Set exercise - Rewrite the records below with every "row-crop scouting" changed to "field inspection" and all else left as it is. Leave the pictures out of your answer.

Material provided -
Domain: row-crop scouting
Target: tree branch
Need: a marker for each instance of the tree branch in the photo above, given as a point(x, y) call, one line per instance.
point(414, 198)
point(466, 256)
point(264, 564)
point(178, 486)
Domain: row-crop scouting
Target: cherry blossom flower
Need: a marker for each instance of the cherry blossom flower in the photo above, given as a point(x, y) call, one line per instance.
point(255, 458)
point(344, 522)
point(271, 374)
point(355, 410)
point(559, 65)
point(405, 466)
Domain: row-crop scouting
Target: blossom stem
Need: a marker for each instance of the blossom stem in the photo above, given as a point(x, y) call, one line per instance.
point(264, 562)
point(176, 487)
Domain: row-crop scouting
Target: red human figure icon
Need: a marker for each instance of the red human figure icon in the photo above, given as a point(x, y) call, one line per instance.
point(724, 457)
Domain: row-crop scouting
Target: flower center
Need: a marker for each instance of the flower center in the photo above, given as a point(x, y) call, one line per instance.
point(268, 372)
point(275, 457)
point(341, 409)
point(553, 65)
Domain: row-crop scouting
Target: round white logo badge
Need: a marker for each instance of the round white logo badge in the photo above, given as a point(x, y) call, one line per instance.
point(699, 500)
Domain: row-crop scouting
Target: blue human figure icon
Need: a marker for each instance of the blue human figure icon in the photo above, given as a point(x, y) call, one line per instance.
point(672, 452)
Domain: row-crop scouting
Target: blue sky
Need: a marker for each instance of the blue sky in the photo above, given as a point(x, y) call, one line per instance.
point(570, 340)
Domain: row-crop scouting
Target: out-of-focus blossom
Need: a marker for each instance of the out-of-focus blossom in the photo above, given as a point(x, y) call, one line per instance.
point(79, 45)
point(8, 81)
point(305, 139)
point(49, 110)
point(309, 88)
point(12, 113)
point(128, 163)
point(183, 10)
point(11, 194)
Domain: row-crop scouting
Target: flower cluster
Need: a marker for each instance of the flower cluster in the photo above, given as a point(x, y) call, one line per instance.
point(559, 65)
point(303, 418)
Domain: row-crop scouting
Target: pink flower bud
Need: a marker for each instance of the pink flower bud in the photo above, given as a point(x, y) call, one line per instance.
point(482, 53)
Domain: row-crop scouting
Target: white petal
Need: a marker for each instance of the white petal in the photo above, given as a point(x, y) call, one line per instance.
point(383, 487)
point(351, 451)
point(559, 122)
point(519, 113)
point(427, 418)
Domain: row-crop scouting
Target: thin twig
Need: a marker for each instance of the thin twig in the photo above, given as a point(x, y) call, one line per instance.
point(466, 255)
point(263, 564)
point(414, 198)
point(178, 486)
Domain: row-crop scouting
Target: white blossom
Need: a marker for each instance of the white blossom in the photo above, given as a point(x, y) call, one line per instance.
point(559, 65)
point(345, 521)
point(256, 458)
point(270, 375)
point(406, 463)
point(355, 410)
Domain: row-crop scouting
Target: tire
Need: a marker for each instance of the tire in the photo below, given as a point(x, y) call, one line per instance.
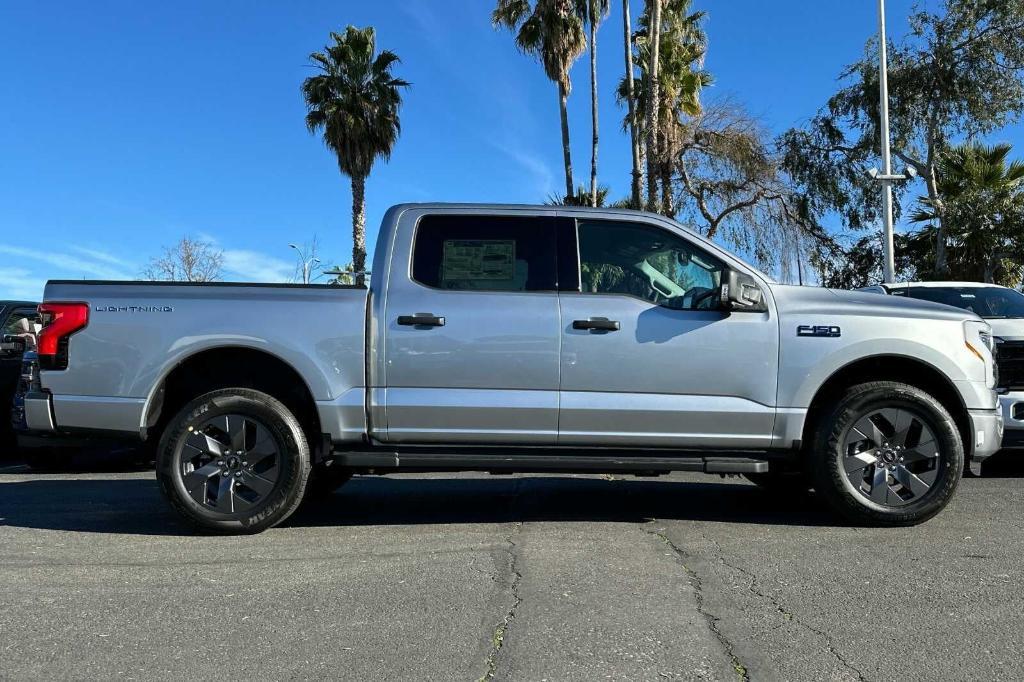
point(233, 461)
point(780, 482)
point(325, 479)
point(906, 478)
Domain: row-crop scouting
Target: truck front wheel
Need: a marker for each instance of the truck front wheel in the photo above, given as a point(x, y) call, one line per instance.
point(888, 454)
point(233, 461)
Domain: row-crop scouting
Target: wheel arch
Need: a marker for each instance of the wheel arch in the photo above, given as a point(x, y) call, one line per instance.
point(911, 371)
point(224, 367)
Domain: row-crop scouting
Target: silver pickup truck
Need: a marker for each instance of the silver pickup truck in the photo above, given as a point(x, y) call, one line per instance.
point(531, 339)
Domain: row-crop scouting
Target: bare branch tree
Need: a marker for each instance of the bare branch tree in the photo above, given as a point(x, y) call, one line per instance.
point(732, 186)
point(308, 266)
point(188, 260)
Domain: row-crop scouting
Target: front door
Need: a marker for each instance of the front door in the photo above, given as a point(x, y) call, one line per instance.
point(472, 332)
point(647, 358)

Response to the task -
Domain: field inspection
Target: tree branch
Need: a marker for each instance of the tree branch in the photo above, given as a point(x, y) call, one line per instance.
point(414, 198)
point(466, 256)
point(264, 564)
point(178, 486)
Domain: field inspection
Target: cherry blossom flower
Need: a marker for each instance of the cherry blossom flower in the photo above, given as a point(x, y) call, one line per instance.
point(255, 458)
point(344, 522)
point(271, 374)
point(355, 410)
point(559, 65)
point(405, 466)
Domain: field inspection
Target: blossom stem
Need: a marker for each instance of the blossom stem in the photo above, given as a point(x, y) call, one line per instance.
point(264, 562)
point(176, 487)
Domain: field inspection
Target: red human figure icon
Need: a marker for each instance of the red human figure icon in the photo above, given as a point(x, y) call, one line per instance.
point(724, 457)
Domain: field inspection
Target: flower center
Need: a marker for each instance of the flower center in the photo above, given as a point(x, y) call, one line per instance.
point(268, 372)
point(275, 457)
point(341, 409)
point(553, 65)
Domain: field inspection
Target: round white logo badge
Need: a marker for each instance of the round white logo badge in the photo above, given as a point(x, y) call, one line per instance.
point(699, 500)
Domain: field inspection
Target: blue human figure icon
Need: a marker for each instance of the blue human figure icon in the photo above, given as a point(x, y) call, one line per instance.
point(672, 452)
Domain: field inspection
Target: blue sky
Need: a marker for each instance of the blue sky in the photo above, given as a point(x, y) call, one line per instance.
point(570, 340)
Domain: field inspection
Target: out-of-focus blossom
Need: a marker for each instance of the out-of-focus blossom in the photo above, given as a point(x, y) call, one line per instance.
point(79, 45)
point(8, 81)
point(305, 139)
point(49, 110)
point(309, 88)
point(12, 113)
point(128, 163)
point(183, 10)
point(11, 194)
Domain: field inspection
Target: flower cluster
Need: a marker for each instance of the flower cluster in the photo above, given as a point(x, y) call, one line per instance.
point(559, 65)
point(303, 418)
Domain: field inspection
Target: pink flower bud
Need: a marker for each instance of the pink flower bud in the photo above, given as a point(x, y) call, one line per instance.
point(482, 53)
Domain: field inspection
Target: white petal
Need: a marker for each instance of the white petal in the photo above, given as a point(x, y) call, one line per instance.
point(383, 487)
point(351, 451)
point(559, 122)
point(519, 113)
point(427, 418)
Domain: field inspection
Target: thin twig
Need: a marker for each instance of the thin twig in the photo above, given as a point(x, y) call, one line per instance.
point(466, 255)
point(263, 564)
point(414, 198)
point(178, 486)
Domain: field inspection
Target: white blossom
Need: a marker for each instance of the white blossom in the photo above, given as a point(x, y) call, one line per instance.
point(559, 65)
point(345, 521)
point(256, 458)
point(270, 375)
point(406, 463)
point(355, 410)
Domain: field inspection
Target: tire
Need: a marker for each instance of the tire in the photo below, given as a point(x, y) call, one line per instance.
point(233, 461)
point(780, 482)
point(325, 479)
point(906, 478)
Domain: field inspection
Target: truck front wheel
Need: a marker for each instance of the truck front wheel in the photo above, given as a point(x, y) call, one line per instance.
point(888, 454)
point(233, 461)
Domain: field inspection
Target: wheel arch
Need: a marker for each instance of the wheel arch in the photo above, given as a point(x, y) call, one line per instance.
point(911, 371)
point(224, 367)
Domain: field inspection
Target: silver pickup truck
Need: a marker for each instance of the silver pickup truck in the photo above, given as a point(x, y) call, one line per instance.
point(531, 339)
Domain: field inspection
Target: bare branch tree
Need: a marker for each instance of the bare branch tree in the photo above, given as a point(x, y) call, one line per instance.
point(732, 186)
point(308, 266)
point(188, 260)
Domain: field inspection
Target: front door
Need: a marker for each instance of the front door in the photo above, given as a point(x, y) call, one line per instance.
point(472, 332)
point(647, 358)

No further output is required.